### DIRECTIVE A
In the text excerpt on SAME and DIFFER constraints, what does the partition contain when the branch-and-price algorithm is initialized?

### TEXT EXCERPT
################
First, consider only SAME constraints. As this is a transitive operation (e.g. if $x_1$ and $x_2$ are chosen together and $x_1$ and $x_3$ are chosen together, then also $x_2$ and $x_3$ are chosen together), we can partition $U$ into sets of items $S_1,\dots S_k$ where all elements in each set should be chosen together. For your example you would get that $S_1=\{1,2\}, S_2=\{3\}$. At the initialization of the branch-and-price algorithm, you would then have a partition with only single element sets $S_i=\{e_i\}$ for all elements $e_i\in U$. If you then require that two elements $e_1$ and $e_2$ are chosen together, you can keep track of this in the partition by taking the two sets in which they belong $S_1,S_2$, and replacing them by $S_1\cup S_2$.

In order to keep track of the DIFFER constraints, let $G$ be an undirected graph which has the sets $S_i$ as nodes. Then, a DIFFER constraint for $e_1\in S_1, e_2\in S_2$ is applied by adding an edge between $S_1$ and $S_2$. When you apply a SAME constraint to two nodes $e_1\in S_1$ and $e_2\in S_2$, then contract $S_1$ and $S_2$ in $G$ to become a single node, merging their neighbourhoods. Then, infeasibility can be observed if we either try to apply SAME to contract two nodes $S_1,S_2$ which are already connected by an edge in $G$ or if the two nodes from a DIFFER constraint are in the same set S.

In order to find the 'extra edges' for a SAME constraint on $e_1\in S_1$ and $e_2\in S_2$, iterate over all pairs $(S_1\setminus \{e_1\}) \times (S_2\setminus\{e_2\})$. Similarly, for a DIFFER constraint with $e_1\in S_1$ and $e_2\in S_2$, you can find the extra edges by iterating over $(S_1\setminus \{e_1\}) \times (S_2\setminus\{e_2\})$ and requiring that they are different.
################
Stored records:
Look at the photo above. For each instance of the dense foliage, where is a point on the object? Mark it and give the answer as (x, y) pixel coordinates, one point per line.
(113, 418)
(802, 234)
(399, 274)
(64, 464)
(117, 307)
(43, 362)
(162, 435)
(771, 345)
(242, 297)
################
### DIRECTIVE B
Swap "dense foliage" for "thick vegetation" in the stored records, and reproduce those records otherwise unchanged.

### CORRECT OUTPUT A
Only single-element sets, one for each element of U.

### CORRECT OUTPUT B
Look at the photo above. For each instance of the thick vegetation, where is a point on the object? Mark it and give the answer as (x, y) pixel coordinates, one point per line.
(113, 418)
(802, 234)
(399, 274)
(64, 464)
(117, 307)
(43, 362)
(162, 435)
(771, 345)
(242, 297)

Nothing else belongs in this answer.